What is asked
**a)** List every form or cut of tobacco named in the tobacco passage below.
**b)** According to the tobacco passage below, what do the microbes excrete when they are fed natural sugar during aging?
**c)** Restate the paragraph of the tobacco passage below that opens with "It's easy to do your own cube cut" as a short bulleted list that keeps its main facts.

Passage shown

★ ★ ★ ★

The reason for that different aging capability is in the amount of air in contact with the tobacco. There is more surface area in contact with air in a ribbon-cut tobacco than with a flake. "There's just a lot more that is possible with portions of the tobacco that are not directly exposed to air, in terms of the weird and wild ways that fermentation can augment flavor over time."
That term, "fermentation," in terms of tobacco aging, is a process of refining sugar and breaking down starches. Sugar in the leaf gradually processes through fermentation in more refined sugars and into alcohol. "You're feeding natural sugar to little microbes and they are excreting CO2 and alcohol. As the alcohol builds in the leaves, you're going to begin getting more accessible sugars. The tobacco will seem to be sweetening and seem to be mellowing, but basically you're just breaking down those sugars in a more and more accessible way."
Cube Cut
"It's easy to do your own cube cut," says Jeremy. "Just take a couple of flakes and cut them with scissors crosswise into approximate cubes." It's done with larger machinery in factories, or the flake may be refed into the flake cutter crosswise to achieve the same thing. Cube-cut tobaccos permit more air into the mix than do flakes, and their aging results fall between the long-term characteristics of flakes and the more short-term benefits of ribbons.
Rope Tobacco
A labor intensive, often hand-made product, rope is rolled by experienced craftspeople, or processed through very large, very expensive, very advanced machinery. "You use large pieces of leaf," says Jeremy, "or if you have access to whole leaf, you would remove the midrib. And then, according to whatever the recipe calls for, in terms of so much of this type of leaf and so much of that type of leaf, you blend those things together using tobacco that is not cut. Using tobacco that is either large pieces or, in fact, full halves of leaves." Cornell & Diehl doesn't make rope tobacco, though Jeremy has tried making it at home, just as a hobbyist.

★ ★ ★ ★

Data entries
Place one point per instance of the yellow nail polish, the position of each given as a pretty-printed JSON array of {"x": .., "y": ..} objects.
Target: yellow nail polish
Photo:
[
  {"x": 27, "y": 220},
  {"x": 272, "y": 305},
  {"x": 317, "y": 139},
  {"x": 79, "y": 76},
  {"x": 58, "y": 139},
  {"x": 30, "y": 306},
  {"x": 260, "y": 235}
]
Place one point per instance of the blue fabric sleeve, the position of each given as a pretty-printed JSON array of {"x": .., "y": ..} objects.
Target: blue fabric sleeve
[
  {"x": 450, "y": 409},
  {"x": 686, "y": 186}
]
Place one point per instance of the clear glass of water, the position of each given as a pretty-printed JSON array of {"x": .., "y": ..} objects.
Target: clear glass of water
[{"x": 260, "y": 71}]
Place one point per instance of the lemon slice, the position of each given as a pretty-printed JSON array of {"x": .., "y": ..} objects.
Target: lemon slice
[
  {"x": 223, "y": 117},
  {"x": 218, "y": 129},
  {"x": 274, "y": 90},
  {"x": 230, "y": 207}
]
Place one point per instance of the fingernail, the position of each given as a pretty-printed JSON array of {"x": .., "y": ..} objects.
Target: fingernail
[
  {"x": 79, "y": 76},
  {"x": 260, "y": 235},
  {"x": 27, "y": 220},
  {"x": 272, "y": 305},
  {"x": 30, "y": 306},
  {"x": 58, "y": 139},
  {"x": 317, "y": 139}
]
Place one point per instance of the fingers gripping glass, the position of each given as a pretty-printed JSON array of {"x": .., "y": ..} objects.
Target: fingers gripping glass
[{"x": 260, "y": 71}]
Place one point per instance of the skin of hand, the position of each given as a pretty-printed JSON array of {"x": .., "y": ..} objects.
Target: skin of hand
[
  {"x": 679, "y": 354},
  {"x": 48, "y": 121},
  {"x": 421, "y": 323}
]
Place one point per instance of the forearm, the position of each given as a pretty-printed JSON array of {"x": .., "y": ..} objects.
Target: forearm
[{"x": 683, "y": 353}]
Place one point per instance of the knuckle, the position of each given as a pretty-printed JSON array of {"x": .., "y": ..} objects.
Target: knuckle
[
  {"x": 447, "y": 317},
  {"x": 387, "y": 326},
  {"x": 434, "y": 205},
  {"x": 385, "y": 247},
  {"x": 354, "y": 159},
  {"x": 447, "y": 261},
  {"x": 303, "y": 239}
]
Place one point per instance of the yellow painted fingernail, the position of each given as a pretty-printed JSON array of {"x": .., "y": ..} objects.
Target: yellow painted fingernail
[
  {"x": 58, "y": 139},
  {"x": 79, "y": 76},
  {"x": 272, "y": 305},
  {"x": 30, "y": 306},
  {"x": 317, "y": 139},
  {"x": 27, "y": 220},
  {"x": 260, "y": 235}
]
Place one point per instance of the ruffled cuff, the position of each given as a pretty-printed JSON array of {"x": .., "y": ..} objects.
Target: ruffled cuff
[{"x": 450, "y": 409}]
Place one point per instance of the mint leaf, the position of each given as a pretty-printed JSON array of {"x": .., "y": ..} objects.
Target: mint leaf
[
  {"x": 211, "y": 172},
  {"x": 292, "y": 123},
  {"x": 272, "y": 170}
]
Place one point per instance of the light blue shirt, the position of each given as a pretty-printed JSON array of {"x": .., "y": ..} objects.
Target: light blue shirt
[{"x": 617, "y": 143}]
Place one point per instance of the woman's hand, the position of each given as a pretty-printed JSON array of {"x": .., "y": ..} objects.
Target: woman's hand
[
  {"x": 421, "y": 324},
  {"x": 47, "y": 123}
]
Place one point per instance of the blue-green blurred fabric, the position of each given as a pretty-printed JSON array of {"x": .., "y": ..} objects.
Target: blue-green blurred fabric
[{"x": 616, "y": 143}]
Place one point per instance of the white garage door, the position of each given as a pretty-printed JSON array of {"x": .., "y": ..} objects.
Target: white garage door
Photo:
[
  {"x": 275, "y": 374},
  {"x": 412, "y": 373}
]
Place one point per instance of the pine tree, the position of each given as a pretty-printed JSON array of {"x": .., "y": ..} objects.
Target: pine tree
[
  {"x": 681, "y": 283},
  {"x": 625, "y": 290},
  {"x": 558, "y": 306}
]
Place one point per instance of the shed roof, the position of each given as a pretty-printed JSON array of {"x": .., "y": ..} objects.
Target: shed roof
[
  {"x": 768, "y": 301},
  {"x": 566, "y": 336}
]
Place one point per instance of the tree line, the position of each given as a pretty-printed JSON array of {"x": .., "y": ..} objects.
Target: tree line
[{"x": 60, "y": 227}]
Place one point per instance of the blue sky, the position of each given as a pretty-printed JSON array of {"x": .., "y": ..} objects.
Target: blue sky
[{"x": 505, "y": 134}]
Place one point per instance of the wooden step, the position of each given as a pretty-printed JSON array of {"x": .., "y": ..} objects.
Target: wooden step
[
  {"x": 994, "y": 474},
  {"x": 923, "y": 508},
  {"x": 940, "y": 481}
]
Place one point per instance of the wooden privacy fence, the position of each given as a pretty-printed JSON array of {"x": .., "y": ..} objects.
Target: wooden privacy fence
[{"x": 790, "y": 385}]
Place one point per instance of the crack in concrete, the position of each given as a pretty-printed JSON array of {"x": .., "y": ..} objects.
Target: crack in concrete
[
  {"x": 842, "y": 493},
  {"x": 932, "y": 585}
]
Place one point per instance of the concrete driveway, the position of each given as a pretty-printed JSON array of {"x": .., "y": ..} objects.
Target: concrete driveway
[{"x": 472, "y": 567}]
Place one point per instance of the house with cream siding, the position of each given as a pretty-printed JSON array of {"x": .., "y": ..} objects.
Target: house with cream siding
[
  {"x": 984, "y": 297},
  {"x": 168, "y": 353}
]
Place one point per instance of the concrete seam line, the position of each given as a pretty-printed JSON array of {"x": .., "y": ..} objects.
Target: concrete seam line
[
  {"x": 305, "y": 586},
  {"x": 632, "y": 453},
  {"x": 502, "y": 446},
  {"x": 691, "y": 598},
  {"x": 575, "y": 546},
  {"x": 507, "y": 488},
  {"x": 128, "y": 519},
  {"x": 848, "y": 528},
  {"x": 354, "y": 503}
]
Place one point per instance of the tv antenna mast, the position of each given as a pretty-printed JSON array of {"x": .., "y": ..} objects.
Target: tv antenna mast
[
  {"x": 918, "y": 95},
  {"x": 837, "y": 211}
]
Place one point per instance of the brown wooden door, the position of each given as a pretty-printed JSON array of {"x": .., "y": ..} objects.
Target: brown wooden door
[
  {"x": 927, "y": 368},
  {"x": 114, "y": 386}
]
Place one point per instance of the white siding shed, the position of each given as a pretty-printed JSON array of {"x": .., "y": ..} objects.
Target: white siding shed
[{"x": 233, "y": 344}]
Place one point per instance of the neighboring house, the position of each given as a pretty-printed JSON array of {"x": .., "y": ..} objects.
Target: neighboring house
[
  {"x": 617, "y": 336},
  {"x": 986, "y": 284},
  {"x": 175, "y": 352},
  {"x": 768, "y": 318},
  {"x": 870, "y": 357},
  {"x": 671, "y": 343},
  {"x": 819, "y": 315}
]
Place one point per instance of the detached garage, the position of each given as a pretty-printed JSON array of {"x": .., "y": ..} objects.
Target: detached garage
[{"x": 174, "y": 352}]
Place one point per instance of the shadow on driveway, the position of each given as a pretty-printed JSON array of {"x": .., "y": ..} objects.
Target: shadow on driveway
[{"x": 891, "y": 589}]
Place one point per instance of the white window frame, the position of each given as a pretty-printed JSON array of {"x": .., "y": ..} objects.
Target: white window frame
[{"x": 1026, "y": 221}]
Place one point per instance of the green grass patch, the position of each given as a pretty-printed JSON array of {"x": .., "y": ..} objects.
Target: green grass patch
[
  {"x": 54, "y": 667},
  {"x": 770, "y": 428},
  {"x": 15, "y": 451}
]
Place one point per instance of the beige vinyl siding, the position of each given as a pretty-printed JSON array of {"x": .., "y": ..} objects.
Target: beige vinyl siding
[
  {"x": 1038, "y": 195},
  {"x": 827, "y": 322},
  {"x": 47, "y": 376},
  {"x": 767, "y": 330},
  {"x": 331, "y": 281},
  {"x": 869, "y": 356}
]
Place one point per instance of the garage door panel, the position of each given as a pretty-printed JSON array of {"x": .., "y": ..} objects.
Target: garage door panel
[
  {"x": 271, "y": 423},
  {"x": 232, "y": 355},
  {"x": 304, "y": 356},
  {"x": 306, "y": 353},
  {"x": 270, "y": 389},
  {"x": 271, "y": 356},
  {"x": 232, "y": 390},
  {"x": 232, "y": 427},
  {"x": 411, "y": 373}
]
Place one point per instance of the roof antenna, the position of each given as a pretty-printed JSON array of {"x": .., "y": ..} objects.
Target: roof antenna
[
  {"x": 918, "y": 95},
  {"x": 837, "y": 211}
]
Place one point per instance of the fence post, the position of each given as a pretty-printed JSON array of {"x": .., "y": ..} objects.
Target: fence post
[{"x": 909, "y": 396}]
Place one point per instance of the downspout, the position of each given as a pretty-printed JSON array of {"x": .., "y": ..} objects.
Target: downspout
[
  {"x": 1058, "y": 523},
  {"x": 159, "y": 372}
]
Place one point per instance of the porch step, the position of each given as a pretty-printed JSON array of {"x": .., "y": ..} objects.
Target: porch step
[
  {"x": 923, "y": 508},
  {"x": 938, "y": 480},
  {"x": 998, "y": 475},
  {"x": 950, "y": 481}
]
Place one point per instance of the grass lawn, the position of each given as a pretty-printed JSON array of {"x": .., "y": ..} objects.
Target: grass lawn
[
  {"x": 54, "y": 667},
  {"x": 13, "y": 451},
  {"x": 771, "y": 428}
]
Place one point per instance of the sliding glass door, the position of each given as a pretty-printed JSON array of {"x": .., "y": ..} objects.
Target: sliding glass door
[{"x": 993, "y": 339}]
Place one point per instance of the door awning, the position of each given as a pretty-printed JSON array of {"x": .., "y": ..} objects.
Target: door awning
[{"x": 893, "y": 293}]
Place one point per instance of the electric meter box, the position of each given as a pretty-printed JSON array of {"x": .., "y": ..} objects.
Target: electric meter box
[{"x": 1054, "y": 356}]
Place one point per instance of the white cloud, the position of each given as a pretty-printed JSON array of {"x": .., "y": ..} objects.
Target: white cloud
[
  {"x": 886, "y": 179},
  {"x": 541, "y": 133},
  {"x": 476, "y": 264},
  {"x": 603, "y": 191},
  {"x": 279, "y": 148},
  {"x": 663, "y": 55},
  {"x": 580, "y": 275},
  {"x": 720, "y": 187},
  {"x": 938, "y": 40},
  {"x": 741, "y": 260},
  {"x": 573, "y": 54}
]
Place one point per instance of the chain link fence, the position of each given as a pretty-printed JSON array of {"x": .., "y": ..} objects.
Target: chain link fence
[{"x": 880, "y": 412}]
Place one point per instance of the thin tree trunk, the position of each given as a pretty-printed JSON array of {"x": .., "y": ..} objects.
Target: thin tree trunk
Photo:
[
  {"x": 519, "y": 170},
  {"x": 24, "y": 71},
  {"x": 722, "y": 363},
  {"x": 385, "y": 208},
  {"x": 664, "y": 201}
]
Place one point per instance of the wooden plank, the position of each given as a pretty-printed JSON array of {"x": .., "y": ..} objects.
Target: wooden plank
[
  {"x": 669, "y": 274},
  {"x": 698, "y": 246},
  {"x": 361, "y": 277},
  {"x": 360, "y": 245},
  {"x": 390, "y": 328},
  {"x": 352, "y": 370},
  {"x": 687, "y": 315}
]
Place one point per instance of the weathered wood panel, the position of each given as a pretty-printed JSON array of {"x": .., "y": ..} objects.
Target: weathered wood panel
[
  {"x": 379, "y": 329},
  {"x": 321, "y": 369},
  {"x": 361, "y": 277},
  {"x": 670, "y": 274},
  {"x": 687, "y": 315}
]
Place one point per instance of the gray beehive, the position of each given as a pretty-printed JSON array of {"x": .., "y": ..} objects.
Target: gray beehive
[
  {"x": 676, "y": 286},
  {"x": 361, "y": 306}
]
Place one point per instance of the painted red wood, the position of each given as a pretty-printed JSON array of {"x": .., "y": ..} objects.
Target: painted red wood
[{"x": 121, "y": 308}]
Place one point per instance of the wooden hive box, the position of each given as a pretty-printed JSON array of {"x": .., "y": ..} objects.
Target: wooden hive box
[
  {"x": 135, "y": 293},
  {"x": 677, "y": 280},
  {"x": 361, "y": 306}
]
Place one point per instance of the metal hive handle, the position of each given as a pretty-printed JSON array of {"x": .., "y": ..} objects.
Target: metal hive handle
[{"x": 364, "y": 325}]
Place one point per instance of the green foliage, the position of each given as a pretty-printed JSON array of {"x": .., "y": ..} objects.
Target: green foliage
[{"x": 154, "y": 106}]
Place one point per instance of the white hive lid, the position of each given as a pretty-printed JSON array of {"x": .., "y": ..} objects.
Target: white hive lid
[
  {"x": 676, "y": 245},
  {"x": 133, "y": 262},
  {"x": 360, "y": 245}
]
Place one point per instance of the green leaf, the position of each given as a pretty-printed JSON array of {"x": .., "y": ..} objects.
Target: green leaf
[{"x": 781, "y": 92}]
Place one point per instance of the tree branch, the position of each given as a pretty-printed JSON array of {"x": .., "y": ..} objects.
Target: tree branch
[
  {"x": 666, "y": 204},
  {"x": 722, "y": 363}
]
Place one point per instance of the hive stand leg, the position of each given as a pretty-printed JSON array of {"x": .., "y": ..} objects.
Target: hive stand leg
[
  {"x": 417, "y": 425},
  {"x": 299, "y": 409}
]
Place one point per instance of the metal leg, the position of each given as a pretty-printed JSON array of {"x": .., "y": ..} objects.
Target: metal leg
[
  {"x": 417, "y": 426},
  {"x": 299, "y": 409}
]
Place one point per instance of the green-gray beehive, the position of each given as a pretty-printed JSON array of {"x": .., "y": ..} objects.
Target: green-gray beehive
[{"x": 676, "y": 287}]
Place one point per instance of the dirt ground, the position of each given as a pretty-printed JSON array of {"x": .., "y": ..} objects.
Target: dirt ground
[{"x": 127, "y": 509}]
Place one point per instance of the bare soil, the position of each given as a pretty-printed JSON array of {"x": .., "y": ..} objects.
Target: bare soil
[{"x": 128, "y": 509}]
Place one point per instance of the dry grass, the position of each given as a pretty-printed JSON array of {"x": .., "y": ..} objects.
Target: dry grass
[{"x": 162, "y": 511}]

★ ★ ★ ★

Task-by-task results
**a)**
- Ribbon-cut tobacco
- Flake
- Cube cut
- Rope tobacco

**b)** They excrete CO2 and alcohol.

**c)**
- Jeremy says you can make a cube cut at home by cutting a couple of flakes crosswise with scissors into rough cubes.
- Factories do it with larger machinery, or they feed the flake back into the flake cutter crosswise.
- Cube-cut tobaccos let more air into the mix than flakes do.
- Their aging results fall between the long-term traits of flakes and the shorter-term benefits of ribbons.